-- Text shown follows --

Stéphane Ouaki: The transfer between the sectoral budgets within the CEF is in principle a possibility. This could happen if, after the mid-term review in mid-2018, it is established that one of the sectors has considerably underspent its budget. However, it is very unlikely that we won’t be able to spend the transport budget. The estimated investment needs are so much higher than we could support with CEF co-financing. And both the Commission and the Member States have acquired in the past twenty years a good experience in TEN-T infrastructure project preparation, monitoring and implementation.
RailwayPRO: In the case of sea and river ports, the existence of appropriate railway connections between the port and the hinterland has a major importance. How could ports benefit from the CEF financing? Are there special criteria for ports?

-- Text shown concluded --

*Exercises to complete*
- 1) In the CEF interview, what project activities do the Commission and the Member States have experience in?
- 2) Answer yes or no to say whether each statement agrees with the CEF interview, and quote the deciding words. (a) A transfer between sectoral budgets within the CEF is possible in principle. (b) The mid-term review is planned for late 2019. (c) Ouaki thinks the transport budget will probably go unspent.
- 3) Return the passage of the CEF interview from "Stéphane Ouaki: The" up to and including "monitoring and implementation.".
The items that come next are taken from a separate source.

-- Provided material follows --

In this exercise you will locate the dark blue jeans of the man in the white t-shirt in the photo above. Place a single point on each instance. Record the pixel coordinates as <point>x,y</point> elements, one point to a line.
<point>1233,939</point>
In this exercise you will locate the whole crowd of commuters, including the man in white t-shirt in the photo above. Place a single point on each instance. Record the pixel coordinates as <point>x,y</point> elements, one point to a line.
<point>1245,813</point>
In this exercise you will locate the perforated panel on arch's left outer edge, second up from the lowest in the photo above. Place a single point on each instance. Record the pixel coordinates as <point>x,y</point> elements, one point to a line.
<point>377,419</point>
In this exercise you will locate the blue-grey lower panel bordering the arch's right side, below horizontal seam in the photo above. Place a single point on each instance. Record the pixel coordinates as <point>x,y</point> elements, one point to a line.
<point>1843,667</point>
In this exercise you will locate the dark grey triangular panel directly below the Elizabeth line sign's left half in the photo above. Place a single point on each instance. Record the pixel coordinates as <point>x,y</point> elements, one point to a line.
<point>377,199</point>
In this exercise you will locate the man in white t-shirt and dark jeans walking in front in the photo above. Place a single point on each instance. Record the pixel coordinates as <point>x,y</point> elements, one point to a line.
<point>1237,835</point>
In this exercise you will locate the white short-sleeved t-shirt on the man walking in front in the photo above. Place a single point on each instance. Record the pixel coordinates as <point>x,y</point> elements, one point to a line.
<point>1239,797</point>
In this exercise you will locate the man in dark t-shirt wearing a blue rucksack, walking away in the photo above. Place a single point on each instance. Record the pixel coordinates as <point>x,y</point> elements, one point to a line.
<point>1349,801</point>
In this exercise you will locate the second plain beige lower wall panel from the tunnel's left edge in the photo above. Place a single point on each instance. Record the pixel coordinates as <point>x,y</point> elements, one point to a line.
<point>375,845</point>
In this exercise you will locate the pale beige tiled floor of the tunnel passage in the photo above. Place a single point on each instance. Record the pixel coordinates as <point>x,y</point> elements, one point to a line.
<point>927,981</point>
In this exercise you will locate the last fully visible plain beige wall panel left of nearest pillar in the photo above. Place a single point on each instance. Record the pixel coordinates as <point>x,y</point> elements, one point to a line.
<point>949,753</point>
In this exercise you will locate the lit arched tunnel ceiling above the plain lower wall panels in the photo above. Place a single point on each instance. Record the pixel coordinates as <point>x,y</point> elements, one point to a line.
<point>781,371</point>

-- Provided material concluded --

*Solutions to the exercise*
- 1) Preparation, monitoring and implementation of TEN-T infrastructure projects.

- 2)
(a) Yes: "The transfer between the sectoral budgets within the CEF is in principle a possibility."
(b) No: "after the mid-term review in mid-2018"
(c) No: "it is very unlikely that we won’t be able to spend the transport budget."

- 3)
Stéphane Ouaki: The transfer between the sectoral budgets within the CEF is in principle a possibility. This could happen if, after the mid-term review in mid-2018, it is established that one of the sectors has considerably underspent its budget. However, it is very unlikely that we won’t be able to spend the transport budget. The estimated investment needs are so much higher than we could support with CEF co-financing. And both the Commission and the Member States have acquired in the past twenty years a good experience in TEN-T infrastructure project preparation, monitoring and implementation.